[Start of TASK MATERIAL]

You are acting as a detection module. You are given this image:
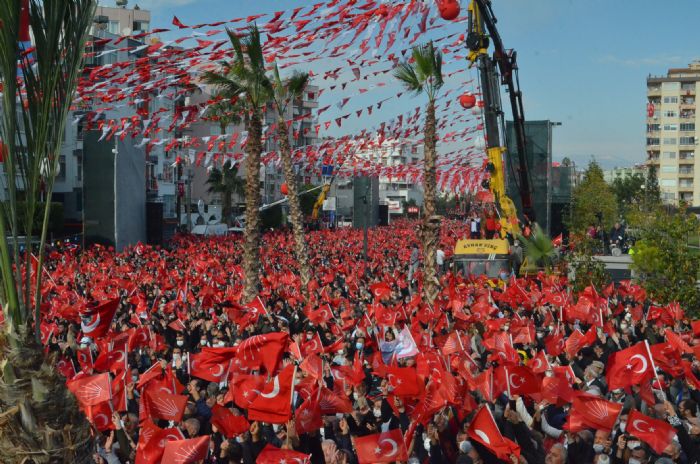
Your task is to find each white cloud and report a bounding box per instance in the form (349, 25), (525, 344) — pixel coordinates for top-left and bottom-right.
(129, 0), (197, 11)
(599, 54), (687, 67)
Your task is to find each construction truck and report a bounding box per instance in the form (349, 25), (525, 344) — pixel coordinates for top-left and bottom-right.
(452, 0), (535, 277)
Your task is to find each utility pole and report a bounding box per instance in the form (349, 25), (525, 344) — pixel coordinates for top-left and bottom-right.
(175, 162), (185, 230)
(185, 166), (194, 233)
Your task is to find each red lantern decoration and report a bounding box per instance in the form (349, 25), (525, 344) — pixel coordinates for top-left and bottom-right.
(436, 0), (460, 21)
(459, 92), (476, 110)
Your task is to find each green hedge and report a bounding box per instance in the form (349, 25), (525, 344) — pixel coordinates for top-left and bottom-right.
(11, 201), (64, 236)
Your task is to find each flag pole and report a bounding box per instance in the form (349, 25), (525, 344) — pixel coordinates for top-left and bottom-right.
(644, 340), (667, 401)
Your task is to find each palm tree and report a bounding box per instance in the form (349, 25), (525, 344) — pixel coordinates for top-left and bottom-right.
(272, 65), (311, 295)
(207, 160), (245, 225)
(0, 0), (96, 463)
(394, 42), (444, 305)
(204, 25), (272, 302)
(520, 224), (557, 270)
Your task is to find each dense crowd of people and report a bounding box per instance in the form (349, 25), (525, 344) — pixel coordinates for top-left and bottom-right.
(35, 222), (700, 464)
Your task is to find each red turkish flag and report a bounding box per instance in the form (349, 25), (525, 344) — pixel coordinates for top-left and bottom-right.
(76, 347), (92, 373)
(161, 435), (209, 464)
(80, 298), (119, 339)
(625, 409), (676, 454)
(66, 373), (112, 406)
(467, 405), (520, 462)
(544, 332), (566, 356)
(136, 421), (185, 464)
(83, 401), (116, 432)
(571, 395), (622, 431)
(528, 351), (551, 374)
(355, 429), (408, 464)
(255, 443), (311, 464)
(233, 332), (289, 375)
(666, 329), (693, 354)
(127, 327), (151, 351)
(189, 351), (230, 383)
(605, 342), (654, 390)
(248, 364), (296, 424)
(211, 404), (250, 438)
(141, 389), (187, 422)
(504, 366), (541, 395)
(649, 343), (683, 376)
(294, 390), (323, 433)
(92, 347), (127, 373)
(300, 332), (323, 357)
(386, 366), (425, 397)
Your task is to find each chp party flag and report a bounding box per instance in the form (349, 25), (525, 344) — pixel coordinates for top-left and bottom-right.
(80, 298), (119, 339)
(355, 429), (408, 464)
(248, 364), (296, 424)
(467, 405), (520, 461)
(255, 443), (311, 464)
(66, 373), (112, 406)
(625, 409), (676, 454)
(605, 341), (654, 390)
(161, 435), (209, 464)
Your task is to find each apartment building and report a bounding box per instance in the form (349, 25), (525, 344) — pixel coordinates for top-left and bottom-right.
(646, 60), (700, 206)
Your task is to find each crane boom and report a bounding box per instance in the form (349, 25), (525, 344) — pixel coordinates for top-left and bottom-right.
(467, 0), (535, 225)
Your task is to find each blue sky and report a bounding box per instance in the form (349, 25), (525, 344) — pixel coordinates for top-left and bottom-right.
(130, 0), (700, 167)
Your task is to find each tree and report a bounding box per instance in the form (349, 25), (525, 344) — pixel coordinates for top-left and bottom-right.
(204, 24), (273, 303)
(644, 165), (661, 211)
(0, 0), (96, 463)
(567, 234), (610, 292)
(206, 160), (245, 224)
(611, 172), (645, 216)
(632, 207), (700, 312)
(569, 161), (617, 233)
(394, 42), (444, 306)
(272, 65), (311, 295)
(520, 224), (558, 270)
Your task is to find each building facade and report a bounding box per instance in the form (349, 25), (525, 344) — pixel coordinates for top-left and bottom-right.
(646, 61), (700, 206)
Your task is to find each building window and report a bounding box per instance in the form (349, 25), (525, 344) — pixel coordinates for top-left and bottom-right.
(75, 151), (83, 181)
(108, 21), (121, 35)
(56, 155), (66, 180)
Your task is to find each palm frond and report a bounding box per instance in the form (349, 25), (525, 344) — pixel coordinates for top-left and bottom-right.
(394, 62), (423, 93)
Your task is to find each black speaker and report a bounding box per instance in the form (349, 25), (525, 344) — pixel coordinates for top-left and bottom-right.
(146, 202), (163, 245)
(379, 205), (389, 226)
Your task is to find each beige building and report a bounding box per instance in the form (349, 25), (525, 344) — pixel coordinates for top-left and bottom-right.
(646, 60), (700, 206)
(95, 0), (151, 36)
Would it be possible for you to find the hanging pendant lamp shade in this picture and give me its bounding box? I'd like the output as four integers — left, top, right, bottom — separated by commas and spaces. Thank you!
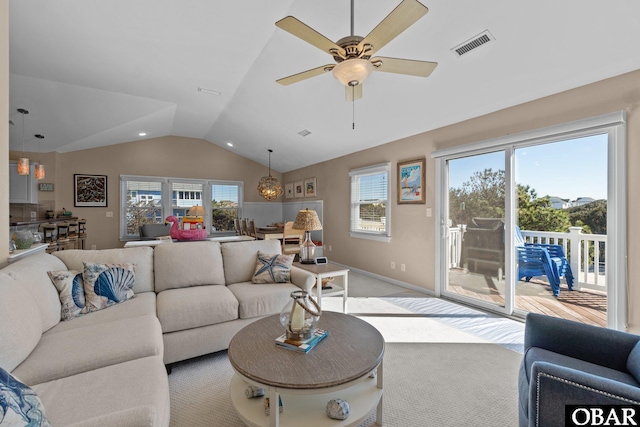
258, 149, 284, 201
34, 134, 44, 179
18, 108, 29, 175
18, 157, 29, 175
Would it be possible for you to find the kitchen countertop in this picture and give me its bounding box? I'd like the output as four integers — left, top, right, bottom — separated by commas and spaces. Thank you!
9, 216, 78, 227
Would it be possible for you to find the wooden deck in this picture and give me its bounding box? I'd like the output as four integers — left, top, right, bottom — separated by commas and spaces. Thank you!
449, 274, 607, 326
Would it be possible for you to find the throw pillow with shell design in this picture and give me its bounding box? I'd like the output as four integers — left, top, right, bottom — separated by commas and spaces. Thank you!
47, 270, 87, 320
0, 368, 51, 427
82, 261, 135, 311
251, 251, 295, 283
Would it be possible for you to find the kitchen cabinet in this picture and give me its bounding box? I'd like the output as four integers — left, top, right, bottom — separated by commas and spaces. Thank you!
9, 162, 38, 204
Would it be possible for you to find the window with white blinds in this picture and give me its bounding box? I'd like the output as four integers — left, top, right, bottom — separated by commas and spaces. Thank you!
349, 163, 391, 242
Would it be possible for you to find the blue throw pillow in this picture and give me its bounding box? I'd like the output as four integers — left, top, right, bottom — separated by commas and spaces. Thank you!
0, 368, 51, 427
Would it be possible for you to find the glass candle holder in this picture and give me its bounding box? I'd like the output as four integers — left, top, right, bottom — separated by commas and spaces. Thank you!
280, 290, 322, 340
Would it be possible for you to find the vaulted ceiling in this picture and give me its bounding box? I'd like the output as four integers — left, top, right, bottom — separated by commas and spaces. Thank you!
9, 0, 640, 172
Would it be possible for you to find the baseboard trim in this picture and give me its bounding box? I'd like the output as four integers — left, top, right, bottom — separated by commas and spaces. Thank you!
331, 261, 436, 297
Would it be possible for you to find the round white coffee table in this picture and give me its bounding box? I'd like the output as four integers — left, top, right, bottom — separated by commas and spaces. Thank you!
228, 312, 384, 427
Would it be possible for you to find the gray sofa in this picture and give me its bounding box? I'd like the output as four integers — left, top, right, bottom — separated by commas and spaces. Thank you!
518, 313, 640, 427
0, 240, 315, 427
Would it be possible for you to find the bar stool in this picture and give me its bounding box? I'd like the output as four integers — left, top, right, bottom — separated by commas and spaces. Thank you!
67, 221, 78, 249
78, 218, 87, 249
57, 222, 69, 251
40, 224, 58, 253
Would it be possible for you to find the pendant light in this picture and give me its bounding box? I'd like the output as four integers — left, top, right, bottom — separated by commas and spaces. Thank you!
18, 108, 29, 175
258, 149, 284, 201
34, 133, 44, 179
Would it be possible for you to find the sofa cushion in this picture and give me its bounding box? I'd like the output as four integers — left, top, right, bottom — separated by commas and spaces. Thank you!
251, 251, 295, 283
2, 253, 65, 334
0, 272, 42, 371
157, 285, 238, 333
0, 368, 51, 427
221, 239, 282, 285
153, 241, 224, 292
82, 262, 136, 311
33, 356, 170, 427
12, 316, 163, 386
47, 292, 156, 334
227, 282, 300, 319
54, 246, 155, 294
48, 270, 87, 320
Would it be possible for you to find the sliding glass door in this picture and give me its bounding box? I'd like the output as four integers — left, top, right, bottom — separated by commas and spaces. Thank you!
445, 151, 506, 309
433, 113, 626, 328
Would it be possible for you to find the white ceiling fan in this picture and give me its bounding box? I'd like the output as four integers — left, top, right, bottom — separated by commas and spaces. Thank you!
276, 0, 438, 101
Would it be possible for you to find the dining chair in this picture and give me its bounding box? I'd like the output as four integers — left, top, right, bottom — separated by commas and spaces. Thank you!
282, 221, 304, 255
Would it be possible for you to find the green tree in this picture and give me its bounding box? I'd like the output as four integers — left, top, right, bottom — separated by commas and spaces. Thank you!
449, 168, 571, 232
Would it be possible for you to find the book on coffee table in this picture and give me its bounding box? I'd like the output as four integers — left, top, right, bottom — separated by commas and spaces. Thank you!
276, 328, 329, 353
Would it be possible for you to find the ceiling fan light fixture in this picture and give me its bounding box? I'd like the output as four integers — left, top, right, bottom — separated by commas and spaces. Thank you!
332, 58, 373, 86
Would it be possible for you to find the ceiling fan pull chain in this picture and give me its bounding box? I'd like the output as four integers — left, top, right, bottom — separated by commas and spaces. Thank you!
351, 84, 356, 130
351, 0, 355, 36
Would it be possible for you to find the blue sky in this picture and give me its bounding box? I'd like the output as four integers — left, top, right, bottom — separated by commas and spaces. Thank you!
449, 134, 607, 200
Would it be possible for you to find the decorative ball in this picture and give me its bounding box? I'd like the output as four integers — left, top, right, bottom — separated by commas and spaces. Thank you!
327, 399, 349, 420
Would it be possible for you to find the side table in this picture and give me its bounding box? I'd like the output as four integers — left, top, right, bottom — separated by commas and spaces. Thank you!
293, 262, 349, 314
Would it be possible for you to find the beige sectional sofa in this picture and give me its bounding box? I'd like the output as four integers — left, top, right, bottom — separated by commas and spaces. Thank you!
0, 240, 315, 427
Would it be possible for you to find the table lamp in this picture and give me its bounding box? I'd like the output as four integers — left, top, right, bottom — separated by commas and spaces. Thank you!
293, 209, 322, 264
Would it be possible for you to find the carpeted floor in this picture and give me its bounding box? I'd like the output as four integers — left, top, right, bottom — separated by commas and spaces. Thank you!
169, 343, 521, 427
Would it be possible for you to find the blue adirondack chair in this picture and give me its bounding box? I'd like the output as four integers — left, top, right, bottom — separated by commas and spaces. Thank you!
515, 226, 573, 296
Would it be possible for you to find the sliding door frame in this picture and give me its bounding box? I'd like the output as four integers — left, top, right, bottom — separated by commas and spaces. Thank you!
431, 111, 628, 330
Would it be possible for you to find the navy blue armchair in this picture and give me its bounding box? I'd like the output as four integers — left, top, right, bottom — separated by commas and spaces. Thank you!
518, 313, 640, 427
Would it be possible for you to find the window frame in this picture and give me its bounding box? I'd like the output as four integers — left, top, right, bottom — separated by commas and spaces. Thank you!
349, 162, 391, 243
120, 175, 244, 241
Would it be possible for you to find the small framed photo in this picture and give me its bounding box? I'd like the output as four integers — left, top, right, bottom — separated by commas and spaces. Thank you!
284, 182, 295, 199
38, 182, 53, 191
73, 174, 107, 207
304, 178, 316, 197
293, 181, 304, 198
398, 158, 425, 205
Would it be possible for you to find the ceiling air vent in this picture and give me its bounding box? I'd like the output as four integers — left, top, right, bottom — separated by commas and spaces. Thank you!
451, 30, 495, 56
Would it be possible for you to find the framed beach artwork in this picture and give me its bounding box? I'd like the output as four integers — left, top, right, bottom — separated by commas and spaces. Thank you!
293, 181, 304, 197
398, 159, 425, 205
284, 182, 295, 199
304, 178, 316, 197
73, 174, 107, 207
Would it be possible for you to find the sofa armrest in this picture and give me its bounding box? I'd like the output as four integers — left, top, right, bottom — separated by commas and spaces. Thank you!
529, 362, 640, 427
524, 313, 640, 372
69, 405, 157, 427
291, 265, 316, 293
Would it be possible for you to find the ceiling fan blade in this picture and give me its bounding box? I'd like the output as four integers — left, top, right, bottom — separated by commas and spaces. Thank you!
370, 56, 438, 77
358, 0, 429, 56
276, 64, 335, 86
344, 84, 362, 102
276, 16, 345, 57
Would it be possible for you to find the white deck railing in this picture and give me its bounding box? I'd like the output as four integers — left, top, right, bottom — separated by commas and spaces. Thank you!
448, 225, 607, 292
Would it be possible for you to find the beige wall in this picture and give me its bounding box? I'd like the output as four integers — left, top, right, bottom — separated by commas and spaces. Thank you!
5, 136, 281, 249
283, 71, 640, 332
0, 0, 9, 267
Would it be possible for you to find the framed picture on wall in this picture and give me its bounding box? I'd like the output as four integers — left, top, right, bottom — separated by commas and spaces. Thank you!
73, 174, 107, 207
293, 181, 304, 197
284, 182, 295, 199
398, 159, 425, 205
304, 178, 316, 197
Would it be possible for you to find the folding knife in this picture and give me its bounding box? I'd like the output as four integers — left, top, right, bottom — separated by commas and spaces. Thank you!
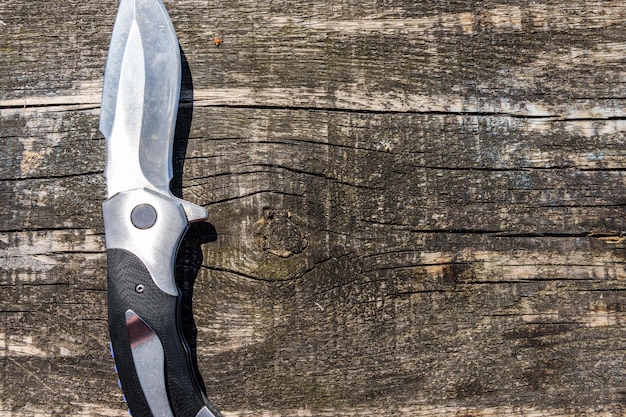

[End of TASK MATERIAL]

▶ **STATED EXERCISE**
Copy out the items from the line with "Would it be possible for you to find the navy" to the line with "451, 30, 495, 56", changing every "bounding box" to "enclosing rectangle" and keeping everything else the same.

▶ **RESULT OF THE TASK**
Would it be possible for you to find the navy blue armchair in this picture and give me its enclosing rectangle? I'd like the output as four integers — left, top, right, bottom — separated by commas and spaces. Thank you!
518, 313, 640, 427
Would it be possible for you to find the window frame in this picture and give me its enclosing rectangle? I'd like the output as four integers — left, top, right, bottom — separated by commas and spaces. Thank you!
349, 162, 391, 243
120, 175, 244, 241
Would it be possible for you to find the small framed photo in this picture and give me its enclosing rectangle? I'd like the output as four integers — left, top, right, bottom — separated by commas and spaces. Thank you!
284, 182, 295, 199
38, 182, 53, 191
73, 174, 107, 207
304, 178, 316, 197
293, 181, 304, 198
398, 158, 425, 205
Would it be possible for you to find the ceiling air vent in this picture and give me its enclosing rectangle? I'd like the output as four integers — left, top, right, bottom — separated by commas and spaces. Thank you!
451, 30, 495, 56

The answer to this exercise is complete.